TASK REQUIREMENTS:
1 – Please extract everything from "Building back-end" down to "one monolithic model." in the Stable Diffusion in Elixir article, copying it word for word.
2 – Extend the Stable Diffusion in Elixir article, picking up right after its final sentence.

TEXT:
↓↓↓

What does AI dream about? Stable Diffusion in Elixir
Tools like ChatGPT and DALL·E2 brought immense interest to AI. The go-to language to work with machine learning and artificial intelligence is Python, but market share may shift thanks to some tools created recently in Elixir programming language.
New kid on the block
One such tool is Bumblebee, which is a wrapper around pre-trained neural network models built upon Axon (100% Elixir). This library also streamlines the connection with Hugging Face, a platform containing many open-source models created by the community. It means that you can use them to perform various tasks without the necessity to train neural networks on your own, which in many cases would be a tremendously resource-consuming process.
Installing dependencies
Let's add the necessary dependencies. EXLA allows compiling models just-in-time and running them on CPU/GPU, stb_image
helps convert output tensor (raw image) to PNG format.
mix.exs:
{:bumblebee, "~> 0.1.2"},
{:exla, ">= 0.0.0"},
{:stb_image, "~> 0.6"}
config/config.exs:
config :nx, default_backend: EXLA.Backend
By default, all models are executed on the CPU. To use GPUs, you must set the XLA_TARGET
environment variable accordingly.
Building back-end
You may feel stumped when you see the code (so was my first impression) because Stable Diffusion consists of multiple parts which nicely play together. It's not one monolithic model.

↑↑↑

DATASET EXCERPTS:
↓↓↓

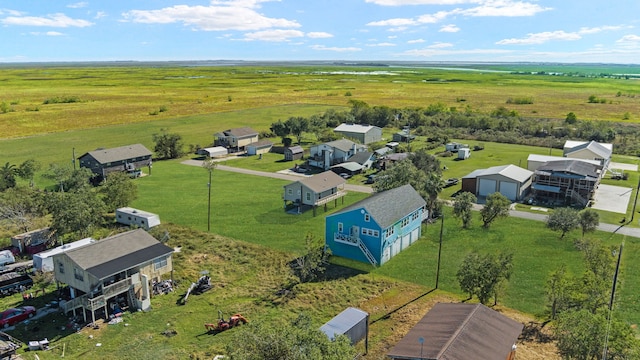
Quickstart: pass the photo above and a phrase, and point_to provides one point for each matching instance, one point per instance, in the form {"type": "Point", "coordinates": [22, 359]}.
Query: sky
{"type": "Point", "coordinates": [566, 31]}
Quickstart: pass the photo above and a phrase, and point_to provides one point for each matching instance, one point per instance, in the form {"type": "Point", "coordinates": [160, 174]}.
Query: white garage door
{"type": "Point", "coordinates": [487, 186]}
{"type": "Point", "coordinates": [509, 189]}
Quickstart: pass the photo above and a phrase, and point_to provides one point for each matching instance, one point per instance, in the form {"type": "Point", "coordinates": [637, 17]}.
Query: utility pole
{"type": "Point", "coordinates": [439, 249]}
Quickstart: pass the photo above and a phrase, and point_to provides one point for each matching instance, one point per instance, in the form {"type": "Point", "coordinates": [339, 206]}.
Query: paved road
{"type": "Point", "coordinates": [612, 228]}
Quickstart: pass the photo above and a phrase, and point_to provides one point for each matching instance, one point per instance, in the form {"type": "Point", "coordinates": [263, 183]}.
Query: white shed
{"type": "Point", "coordinates": [43, 261]}
{"type": "Point", "coordinates": [131, 216]}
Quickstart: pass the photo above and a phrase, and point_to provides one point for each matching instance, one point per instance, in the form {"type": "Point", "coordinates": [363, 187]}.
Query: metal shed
{"type": "Point", "coordinates": [352, 322]}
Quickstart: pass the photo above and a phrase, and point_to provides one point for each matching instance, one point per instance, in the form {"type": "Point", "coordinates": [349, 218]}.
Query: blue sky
{"type": "Point", "coordinates": [360, 30]}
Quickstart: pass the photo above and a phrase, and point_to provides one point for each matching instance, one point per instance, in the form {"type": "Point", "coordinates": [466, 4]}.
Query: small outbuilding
{"type": "Point", "coordinates": [352, 322]}
{"type": "Point", "coordinates": [135, 217]}
{"type": "Point", "coordinates": [293, 153]}
{"type": "Point", "coordinates": [460, 331]}
{"type": "Point", "coordinates": [260, 147]}
{"type": "Point", "coordinates": [213, 152]}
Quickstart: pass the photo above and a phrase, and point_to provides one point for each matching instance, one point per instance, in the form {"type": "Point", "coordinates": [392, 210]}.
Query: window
{"type": "Point", "coordinates": [159, 263]}
{"type": "Point", "coordinates": [78, 274]}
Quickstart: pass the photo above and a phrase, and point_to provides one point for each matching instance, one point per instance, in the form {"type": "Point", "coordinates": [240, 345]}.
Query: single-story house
{"type": "Point", "coordinates": [113, 271]}
{"type": "Point", "coordinates": [314, 191]}
{"type": "Point", "coordinates": [43, 261]}
{"type": "Point", "coordinates": [454, 146]}
{"type": "Point", "coordinates": [128, 158]}
{"type": "Point", "coordinates": [509, 180]}
{"type": "Point", "coordinates": [588, 150]}
{"type": "Point", "coordinates": [460, 331]}
{"type": "Point", "coordinates": [566, 181]}
{"type": "Point", "coordinates": [377, 228]}
{"type": "Point", "coordinates": [212, 152]}
{"type": "Point", "coordinates": [135, 217]}
{"type": "Point", "coordinates": [325, 155]}
{"type": "Point", "coordinates": [534, 161]}
{"type": "Point", "coordinates": [293, 153]}
{"type": "Point", "coordinates": [236, 139]}
{"type": "Point", "coordinates": [364, 134]}
{"type": "Point", "coordinates": [260, 147]}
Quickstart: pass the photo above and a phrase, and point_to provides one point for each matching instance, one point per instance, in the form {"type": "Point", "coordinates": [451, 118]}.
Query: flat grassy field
{"type": "Point", "coordinates": [40, 100]}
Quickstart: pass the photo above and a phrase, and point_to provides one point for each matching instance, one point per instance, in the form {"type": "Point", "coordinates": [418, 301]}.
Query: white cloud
{"type": "Point", "coordinates": [335, 49]}
{"type": "Point", "coordinates": [449, 28]}
{"type": "Point", "coordinates": [274, 35]}
{"type": "Point", "coordinates": [319, 35]}
{"type": "Point", "coordinates": [381, 44]}
{"type": "Point", "coordinates": [541, 38]}
{"type": "Point", "coordinates": [78, 5]}
{"type": "Point", "coordinates": [53, 20]}
{"type": "Point", "coordinates": [232, 15]}
{"type": "Point", "coordinates": [419, 2]}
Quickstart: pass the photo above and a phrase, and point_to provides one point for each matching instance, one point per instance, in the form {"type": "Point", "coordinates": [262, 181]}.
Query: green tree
{"type": "Point", "coordinates": [589, 220]}
{"type": "Point", "coordinates": [483, 276]}
{"type": "Point", "coordinates": [167, 145]}
{"type": "Point", "coordinates": [8, 174]}
{"type": "Point", "coordinates": [27, 170]}
{"type": "Point", "coordinates": [564, 220]}
{"type": "Point", "coordinates": [297, 125]}
{"type": "Point", "coordinates": [118, 190]}
{"type": "Point", "coordinates": [462, 208]}
{"type": "Point", "coordinates": [496, 205]}
{"type": "Point", "coordinates": [298, 339]}
{"type": "Point", "coordinates": [77, 212]}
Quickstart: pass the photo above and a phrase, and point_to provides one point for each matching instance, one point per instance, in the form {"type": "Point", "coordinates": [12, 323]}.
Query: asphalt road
{"type": "Point", "coordinates": [612, 228]}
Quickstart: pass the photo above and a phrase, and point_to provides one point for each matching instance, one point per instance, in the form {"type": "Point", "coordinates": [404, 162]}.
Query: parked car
{"type": "Point", "coordinates": [15, 315]}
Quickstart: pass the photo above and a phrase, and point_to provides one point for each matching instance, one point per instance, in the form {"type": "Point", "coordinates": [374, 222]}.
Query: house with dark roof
{"type": "Point", "coordinates": [365, 134]}
{"type": "Point", "coordinates": [460, 331]}
{"type": "Point", "coordinates": [566, 182]}
{"type": "Point", "coordinates": [511, 181]}
{"type": "Point", "coordinates": [236, 139]}
{"type": "Point", "coordinates": [325, 155]}
{"type": "Point", "coordinates": [113, 271]}
{"type": "Point", "coordinates": [588, 150]}
{"type": "Point", "coordinates": [292, 153]}
{"type": "Point", "coordinates": [377, 228]}
{"type": "Point", "coordinates": [129, 158]}
{"type": "Point", "coordinates": [314, 191]}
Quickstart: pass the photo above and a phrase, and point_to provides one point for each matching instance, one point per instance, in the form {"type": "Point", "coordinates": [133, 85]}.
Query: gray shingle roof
{"type": "Point", "coordinates": [389, 206]}
{"type": "Point", "coordinates": [119, 252]}
{"type": "Point", "coordinates": [104, 156]}
{"type": "Point", "coordinates": [459, 331]}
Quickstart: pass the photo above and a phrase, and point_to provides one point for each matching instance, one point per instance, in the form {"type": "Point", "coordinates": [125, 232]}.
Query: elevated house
{"type": "Point", "coordinates": [130, 159]}
{"type": "Point", "coordinates": [588, 150]}
{"type": "Point", "coordinates": [237, 139]}
{"type": "Point", "coordinates": [314, 191]}
{"type": "Point", "coordinates": [460, 331]}
{"type": "Point", "coordinates": [377, 228]}
{"type": "Point", "coordinates": [325, 155]}
{"type": "Point", "coordinates": [567, 182]}
{"type": "Point", "coordinates": [113, 271]}
{"type": "Point", "coordinates": [511, 181]}
{"type": "Point", "coordinates": [364, 134]}
{"type": "Point", "coordinates": [292, 153]}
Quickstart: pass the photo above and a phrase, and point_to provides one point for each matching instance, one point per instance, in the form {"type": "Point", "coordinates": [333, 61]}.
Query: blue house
{"type": "Point", "coordinates": [377, 228]}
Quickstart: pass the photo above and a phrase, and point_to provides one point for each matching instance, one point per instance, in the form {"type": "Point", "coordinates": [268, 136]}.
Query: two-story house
{"type": "Point", "coordinates": [325, 155]}
{"type": "Point", "coordinates": [115, 270]}
{"type": "Point", "coordinates": [236, 139]}
{"type": "Point", "coordinates": [377, 228]}
{"type": "Point", "coordinates": [129, 158]}
{"type": "Point", "coordinates": [314, 191]}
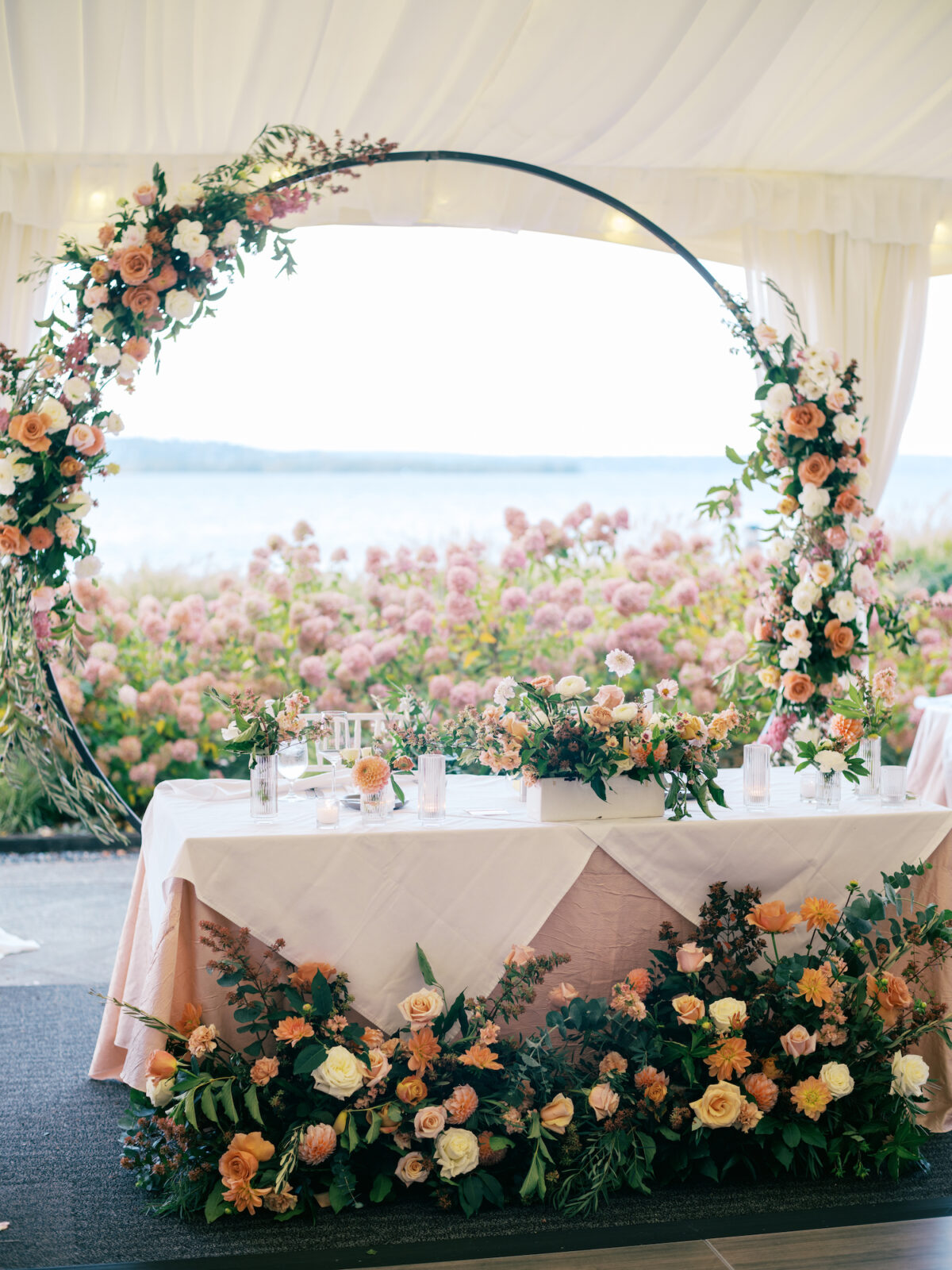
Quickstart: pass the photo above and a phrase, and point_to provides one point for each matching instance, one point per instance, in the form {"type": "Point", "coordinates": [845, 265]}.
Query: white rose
{"type": "Point", "coordinates": [101, 321]}
{"type": "Point", "coordinates": [179, 305]}
{"type": "Point", "coordinates": [230, 235]}
{"type": "Point", "coordinates": [56, 412]}
{"type": "Point", "coordinates": [847, 429]}
{"type": "Point", "coordinates": [190, 194]}
{"type": "Point", "coordinates": [777, 400]}
{"type": "Point", "coordinates": [571, 686]}
{"type": "Point", "coordinates": [909, 1075]}
{"type": "Point", "coordinates": [107, 355]}
{"type": "Point", "coordinates": [88, 567]}
{"type": "Point", "coordinates": [724, 1010]}
{"type": "Point", "coordinates": [340, 1075]}
{"type": "Point", "coordinates": [837, 1079]}
{"type": "Point", "coordinates": [159, 1092]}
{"type": "Point", "coordinates": [457, 1151]}
{"type": "Point", "coordinates": [814, 499]}
{"type": "Point", "coordinates": [831, 761]}
{"type": "Point", "coordinates": [805, 596]}
{"type": "Point", "coordinates": [843, 605]}
{"type": "Point", "coordinates": [76, 389]}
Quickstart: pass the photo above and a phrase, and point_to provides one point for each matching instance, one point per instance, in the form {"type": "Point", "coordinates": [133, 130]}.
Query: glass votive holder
{"type": "Point", "coordinates": [892, 785]}
{"type": "Point", "coordinates": [328, 813]}
{"type": "Point", "coordinates": [432, 789]}
{"type": "Point", "coordinates": [757, 776]}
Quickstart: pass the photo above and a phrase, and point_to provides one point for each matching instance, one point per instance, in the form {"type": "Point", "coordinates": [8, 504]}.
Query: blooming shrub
{"type": "Point", "coordinates": [559, 598]}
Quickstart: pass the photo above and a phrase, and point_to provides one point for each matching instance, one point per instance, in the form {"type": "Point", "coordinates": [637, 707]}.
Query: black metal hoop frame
{"type": "Point", "coordinates": [558, 178]}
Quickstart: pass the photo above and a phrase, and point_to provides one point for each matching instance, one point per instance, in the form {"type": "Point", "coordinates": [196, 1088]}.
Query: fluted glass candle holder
{"type": "Point", "coordinates": [432, 789]}
{"type": "Point", "coordinates": [757, 776]}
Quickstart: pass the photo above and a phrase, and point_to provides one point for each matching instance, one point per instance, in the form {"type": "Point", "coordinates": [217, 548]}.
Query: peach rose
{"type": "Point", "coordinates": [892, 1000]}
{"type": "Point", "coordinates": [774, 918]}
{"type": "Point", "coordinates": [804, 421]}
{"type": "Point", "coordinates": [839, 638]}
{"type": "Point", "coordinates": [797, 687]}
{"type": "Point", "coordinates": [799, 1041]}
{"type": "Point", "coordinates": [691, 958]}
{"type": "Point", "coordinates": [689, 1010]}
{"type": "Point", "coordinates": [31, 429]}
{"type": "Point", "coordinates": [135, 264]}
{"type": "Point", "coordinates": [162, 1064]}
{"type": "Point", "coordinates": [558, 1114]}
{"type": "Point", "coordinates": [429, 1122]}
{"type": "Point", "coordinates": [816, 469]}
{"type": "Point", "coordinates": [603, 1102]}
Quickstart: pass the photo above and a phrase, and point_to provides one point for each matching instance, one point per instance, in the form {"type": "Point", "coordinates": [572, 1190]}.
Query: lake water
{"type": "Point", "coordinates": [202, 522]}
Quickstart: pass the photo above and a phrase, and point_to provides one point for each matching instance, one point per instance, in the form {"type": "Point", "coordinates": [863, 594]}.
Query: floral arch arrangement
{"type": "Point", "coordinates": [164, 260]}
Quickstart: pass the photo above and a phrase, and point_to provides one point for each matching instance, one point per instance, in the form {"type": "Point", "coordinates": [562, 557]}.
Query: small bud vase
{"type": "Point", "coordinates": [263, 772]}
{"type": "Point", "coordinates": [829, 787]}
{"type": "Point", "coordinates": [871, 753]}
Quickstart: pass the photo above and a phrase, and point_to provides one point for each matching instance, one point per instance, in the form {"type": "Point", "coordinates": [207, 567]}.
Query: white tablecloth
{"type": "Point", "coordinates": [470, 888]}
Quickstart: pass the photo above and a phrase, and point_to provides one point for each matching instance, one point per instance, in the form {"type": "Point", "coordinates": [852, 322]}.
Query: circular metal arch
{"type": "Point", "coordinates": [558, 178]}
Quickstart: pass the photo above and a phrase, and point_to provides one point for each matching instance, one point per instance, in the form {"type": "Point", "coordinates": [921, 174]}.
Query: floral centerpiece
{"type": "Point", "coordinates": [546, 729]}
{"type": "Point", "coordinates": [724, 1056]}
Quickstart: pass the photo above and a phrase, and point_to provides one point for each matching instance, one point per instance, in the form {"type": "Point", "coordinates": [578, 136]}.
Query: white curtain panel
{"type": "Point", "coordinates": [865, 300]}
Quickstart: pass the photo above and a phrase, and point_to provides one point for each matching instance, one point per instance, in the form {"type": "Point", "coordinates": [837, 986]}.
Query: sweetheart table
{"type": "Point", "coordinates": [469, 889]}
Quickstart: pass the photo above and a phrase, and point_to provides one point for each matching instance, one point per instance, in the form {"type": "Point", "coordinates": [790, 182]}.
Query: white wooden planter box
{"type": "Point", "coordinates": [552, 799]}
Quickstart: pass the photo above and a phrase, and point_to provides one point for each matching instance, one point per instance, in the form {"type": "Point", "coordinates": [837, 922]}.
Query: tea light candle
{"type": "Point", "coordinates": [328, 814]}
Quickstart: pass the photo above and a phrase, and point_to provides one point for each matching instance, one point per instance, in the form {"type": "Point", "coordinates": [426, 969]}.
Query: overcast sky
{"type": "Point", "coordinates": [479, 342]}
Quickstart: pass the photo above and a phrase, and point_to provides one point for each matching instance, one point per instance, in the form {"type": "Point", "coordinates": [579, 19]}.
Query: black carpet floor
{"type": "Point", "coordinates": [69, 1203]}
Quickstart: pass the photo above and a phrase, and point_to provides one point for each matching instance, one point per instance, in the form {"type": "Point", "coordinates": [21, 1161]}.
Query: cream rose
{"type": "Point", "coordinates": [909, 1076]}
{"type": "Point", "coordinates": [837, 1079]}
{"type": "Point", "coordinates": [340, 1073]}
{"type": "Point", "coordinates": [719, 1106]}
{"type": "Point", "coordinates": [725, 1010]}
{"type": "Point", "coordinates": [457, 1151]}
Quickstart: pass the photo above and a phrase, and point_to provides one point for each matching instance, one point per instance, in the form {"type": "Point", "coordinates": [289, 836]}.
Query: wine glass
{"type": "Point", "coordinates": [292, 765]}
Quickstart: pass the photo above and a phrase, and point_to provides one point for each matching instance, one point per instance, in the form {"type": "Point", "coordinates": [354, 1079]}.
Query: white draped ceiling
{"type": "Point", "coordinates": [806, 139]}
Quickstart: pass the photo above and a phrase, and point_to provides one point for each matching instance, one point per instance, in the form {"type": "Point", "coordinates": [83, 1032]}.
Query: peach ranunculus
{"type": "Point", "coordinates": [603, 1102]}
{"type": "Point", "coordinates": [892, 995]}
{"type": "Point", "coordinates": [719, 1106]}
{"type": "Point", "coordinates": [294, 1029]}
{"type": "Point", "coordinates": [774, 918]}
{"type": "Point", "coordinates": [797, 687]}
{"type": "Point", "coordinates": [691, 958]}
{"type": "Point", "coordinates": [804, 421]}
{"type": "Point", "coordinates": [31, 431]}
{"type": "Point", "coordinates": [422, 1007]}
{"type": "Point", "coordinates": [558, 1114]}
{"type": "Point", "coordinates": [841, 643]}
{"type": "Point", "coordinates": [762, 1090]}
{"type": "Point", "coordinates": [799, 1041]}
{"type": "Point", "coordinates": [689, 1010]}
{"type": "Point", "coordinates": [162, 1064]}
{"type": "Point", "coordinates": [611, 696]}
{"type": "Point", "coordinates": [816, 469]}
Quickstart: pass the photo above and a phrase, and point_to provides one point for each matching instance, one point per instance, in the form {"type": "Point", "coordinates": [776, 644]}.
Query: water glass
{"type": "Point", "coordinates": [432, 789]}
{"type": "Point", "coordinates": [292, 765]}
{"type": "Point", "coordinates": [892, 787]}
{"type": "Point", "coordinates": [757, 776]}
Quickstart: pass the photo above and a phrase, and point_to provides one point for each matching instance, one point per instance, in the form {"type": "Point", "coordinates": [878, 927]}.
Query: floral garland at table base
{"type": "Point", "coordinates": [698, 1064]}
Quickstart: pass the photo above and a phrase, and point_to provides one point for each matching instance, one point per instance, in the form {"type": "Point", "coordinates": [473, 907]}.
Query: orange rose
{"type": "Point", "coordinates": [816, 469]}
{"type": "Point", "coordinates": [135, 264]}
{"type": "Point", "coordinates": [804, 421]}
{"type": "Point", "coordinates": [29, 429]}
{"type": "Point", "coordinates": [774, 918]}
{"type": "Point", "coordinates": [892, 1000]}
{"type": "Point", "coordinates": [797, 687]}
{"type": "Point", "coordinates": [841, 641]}
{"type": "Point", "coordinates": [12, 541]}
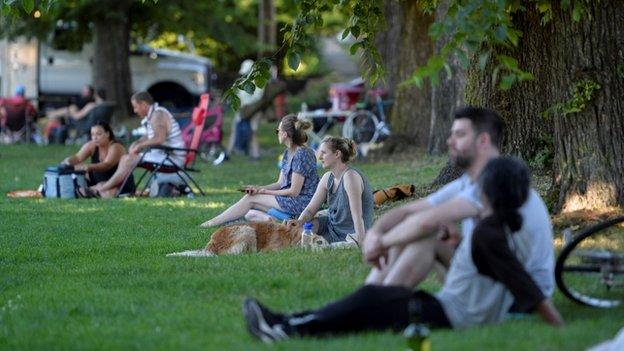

↑↑↑

ANSWERS PROVIDED:
1 –
Building back-end
You may feel stumped when you see the code (so was my first impression) because Stable Diffusion consists of multiple parts which nicely play together. It's not one monolithic model.

2 –
repository_id = "CompVis/stable-diffusion-v1-4"
{:ok, tokenizer} = Bumblebee.load_tokenizer({:hf, "openai/clip-vit-large-patch14"})
{:ok, clip} = Bumblebee.load_model({:hf, repository_id, subdir: "text_encoder"})
{:ok, unet} =
Bumblebee.load_model({:hf, repository_id, subdir: "unet"},
params_filename: "diffusion_pytorch_model.bin"
)
{:ok, vae} =
Bumblebee.load_model({:hf, repository_id, subdir: "vae"},
architecture: :decoder,
params_filename: "diffusion_pytorch_model.bin"
)
{:ok, scheduler} = Bumblebee.load_scheduler({:hf, repository_id, subdir: "scheduler"})
serving = Bumblebee.Diffusion.StableDiffusion.text_to_image(clip, unet, vae, tokenizer, scheduler,
num_steps: 50,
num_images_per_prompt: 1,
compile: [batch_size: 1, sequence_length: 60],
defn_options: [compiler: EXLA]
)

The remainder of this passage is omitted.